[Object detection data]
----
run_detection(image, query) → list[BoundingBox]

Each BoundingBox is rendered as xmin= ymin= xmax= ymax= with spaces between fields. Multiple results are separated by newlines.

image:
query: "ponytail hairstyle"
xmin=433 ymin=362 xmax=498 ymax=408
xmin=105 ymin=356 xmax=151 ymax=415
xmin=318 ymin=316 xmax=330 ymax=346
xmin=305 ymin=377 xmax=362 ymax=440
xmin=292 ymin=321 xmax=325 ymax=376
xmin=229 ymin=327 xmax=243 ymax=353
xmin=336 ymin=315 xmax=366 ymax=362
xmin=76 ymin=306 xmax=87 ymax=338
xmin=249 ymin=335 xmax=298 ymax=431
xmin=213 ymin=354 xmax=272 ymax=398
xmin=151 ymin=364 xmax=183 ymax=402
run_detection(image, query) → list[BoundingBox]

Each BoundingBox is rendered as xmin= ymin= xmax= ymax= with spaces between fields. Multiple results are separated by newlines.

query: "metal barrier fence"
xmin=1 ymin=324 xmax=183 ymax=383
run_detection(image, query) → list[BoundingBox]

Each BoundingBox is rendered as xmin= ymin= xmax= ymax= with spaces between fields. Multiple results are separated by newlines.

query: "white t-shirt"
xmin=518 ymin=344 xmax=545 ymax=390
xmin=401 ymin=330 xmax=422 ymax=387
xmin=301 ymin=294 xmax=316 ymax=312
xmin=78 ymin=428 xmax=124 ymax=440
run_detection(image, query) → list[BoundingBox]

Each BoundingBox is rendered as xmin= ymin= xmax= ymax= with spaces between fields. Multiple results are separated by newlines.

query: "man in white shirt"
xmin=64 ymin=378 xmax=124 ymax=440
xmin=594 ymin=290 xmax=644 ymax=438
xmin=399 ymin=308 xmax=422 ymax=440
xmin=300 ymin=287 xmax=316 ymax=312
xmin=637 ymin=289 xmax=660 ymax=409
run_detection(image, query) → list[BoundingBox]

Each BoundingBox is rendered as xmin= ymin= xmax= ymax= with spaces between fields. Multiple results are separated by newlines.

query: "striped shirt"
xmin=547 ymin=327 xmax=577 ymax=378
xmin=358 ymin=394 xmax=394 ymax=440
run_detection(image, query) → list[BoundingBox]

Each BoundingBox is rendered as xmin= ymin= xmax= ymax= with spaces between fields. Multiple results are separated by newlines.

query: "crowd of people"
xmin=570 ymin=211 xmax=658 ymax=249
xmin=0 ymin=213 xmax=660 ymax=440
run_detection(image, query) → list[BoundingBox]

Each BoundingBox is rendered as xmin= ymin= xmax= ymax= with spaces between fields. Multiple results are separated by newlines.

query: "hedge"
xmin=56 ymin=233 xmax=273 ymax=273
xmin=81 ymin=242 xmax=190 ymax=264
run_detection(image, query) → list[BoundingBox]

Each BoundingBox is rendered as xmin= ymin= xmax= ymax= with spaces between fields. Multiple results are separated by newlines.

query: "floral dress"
----
Format the listing above, from its first line through the line with "xmin=318 ymin=316 xmax=330 ymax=346", as a JSON list of strings with one string per line, and leave out blank lines.

# The answer
[
  "run_detection(image, query) → list[BoundingBox]",
  "Each BoundingBox is rendered as xmin= ymin= xmax= ymax= with spaces between fields. Multiple results are separated by newlines.",
  "image:",
  "query: \"ponytail hairstyle\"",
  "xmin=433 ymin=362 xmax=498 ymax=408",
  "xmin=105 ymin=356 xmax=151 ymax=415",
  "xmin=318 ymin=316 xmax=330 ymax=346"
]